» Input records:
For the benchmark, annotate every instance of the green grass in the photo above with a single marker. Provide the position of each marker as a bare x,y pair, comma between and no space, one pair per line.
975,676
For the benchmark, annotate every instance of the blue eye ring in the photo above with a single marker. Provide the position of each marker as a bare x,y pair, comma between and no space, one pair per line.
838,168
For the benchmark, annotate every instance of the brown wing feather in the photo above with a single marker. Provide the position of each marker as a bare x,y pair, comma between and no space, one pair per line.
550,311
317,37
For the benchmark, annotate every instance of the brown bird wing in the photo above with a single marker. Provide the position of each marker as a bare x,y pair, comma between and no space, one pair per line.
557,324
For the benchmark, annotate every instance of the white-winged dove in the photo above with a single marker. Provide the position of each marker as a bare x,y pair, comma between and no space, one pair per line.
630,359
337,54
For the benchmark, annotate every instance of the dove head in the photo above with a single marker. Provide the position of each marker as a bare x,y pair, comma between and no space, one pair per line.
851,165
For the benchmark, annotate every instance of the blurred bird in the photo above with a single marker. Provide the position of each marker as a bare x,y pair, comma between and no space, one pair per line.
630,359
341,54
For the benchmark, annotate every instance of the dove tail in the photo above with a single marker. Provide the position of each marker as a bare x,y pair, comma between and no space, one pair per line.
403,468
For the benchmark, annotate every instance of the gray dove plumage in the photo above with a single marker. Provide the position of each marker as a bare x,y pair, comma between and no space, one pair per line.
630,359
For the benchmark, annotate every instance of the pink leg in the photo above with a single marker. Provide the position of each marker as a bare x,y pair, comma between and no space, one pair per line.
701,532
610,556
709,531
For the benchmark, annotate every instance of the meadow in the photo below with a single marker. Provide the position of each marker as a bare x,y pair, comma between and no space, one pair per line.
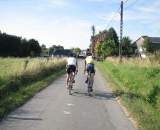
137,83
21,78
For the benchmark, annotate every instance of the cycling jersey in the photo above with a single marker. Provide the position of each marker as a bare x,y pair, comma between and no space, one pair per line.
89,60
71,61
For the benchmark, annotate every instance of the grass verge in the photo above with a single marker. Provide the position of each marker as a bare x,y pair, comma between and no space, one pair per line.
139,89
15,99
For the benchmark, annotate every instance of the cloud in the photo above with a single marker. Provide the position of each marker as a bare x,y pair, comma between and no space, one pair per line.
64,31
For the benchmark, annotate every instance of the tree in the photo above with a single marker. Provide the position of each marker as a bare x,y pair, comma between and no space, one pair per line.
54,48
76,50
126,46
147,45
98,49
108,48
34,47
112,35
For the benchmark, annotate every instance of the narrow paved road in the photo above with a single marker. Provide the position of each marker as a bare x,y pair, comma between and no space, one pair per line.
54,109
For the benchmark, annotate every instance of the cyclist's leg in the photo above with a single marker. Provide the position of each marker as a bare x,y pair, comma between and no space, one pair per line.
68,74
73,73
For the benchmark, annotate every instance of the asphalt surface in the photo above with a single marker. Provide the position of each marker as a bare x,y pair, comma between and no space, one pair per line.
54,109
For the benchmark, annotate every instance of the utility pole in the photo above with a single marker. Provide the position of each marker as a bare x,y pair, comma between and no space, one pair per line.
121,31
92,39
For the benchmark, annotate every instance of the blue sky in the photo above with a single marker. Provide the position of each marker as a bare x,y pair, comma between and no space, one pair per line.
68,22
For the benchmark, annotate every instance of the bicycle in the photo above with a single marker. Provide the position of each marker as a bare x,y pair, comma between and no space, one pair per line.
70,83
90,82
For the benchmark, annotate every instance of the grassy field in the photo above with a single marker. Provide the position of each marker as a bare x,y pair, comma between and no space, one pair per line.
20,79
138,85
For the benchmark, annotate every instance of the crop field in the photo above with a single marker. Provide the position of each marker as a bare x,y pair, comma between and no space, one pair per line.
137,82
21,78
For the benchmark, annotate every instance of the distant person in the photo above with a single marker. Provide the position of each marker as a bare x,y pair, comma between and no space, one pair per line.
71,67
89,64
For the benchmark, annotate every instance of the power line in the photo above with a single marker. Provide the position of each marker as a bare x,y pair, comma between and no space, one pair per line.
131,4
112,18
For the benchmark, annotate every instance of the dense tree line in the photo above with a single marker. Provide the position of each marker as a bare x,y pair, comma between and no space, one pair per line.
11,45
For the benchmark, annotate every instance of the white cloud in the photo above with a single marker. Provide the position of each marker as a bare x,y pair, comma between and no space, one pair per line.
63,31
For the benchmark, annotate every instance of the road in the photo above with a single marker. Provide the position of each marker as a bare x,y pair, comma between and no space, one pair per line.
54,109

» What the task requires: Rewrite the stretch from the line containing "For the benchmark, annotate every instance of the dense" through the end of the records, swapping "white cloud" for "gray cloud" and leaving everything else unchanged.

» Solution to this exercise:
For the benchmark, annotate every instance of the dense tree line in the photo above with a single marker. Provide the position of each marker as a bare x,y pair, comma between and no space, one pair per line.
11,45
For the benchmark, annotate every instance of the gray cloud in the photo above with a single marker. Provide the position of each marker as a bare x,y pair, comma between and no space, one pair per line.
63,31
For the benchmark, annotate every instance of the road in the photo above with a single marker. Provide the position of each marker as a bare x,y pair, comma between and no space, one pair per line.
54,109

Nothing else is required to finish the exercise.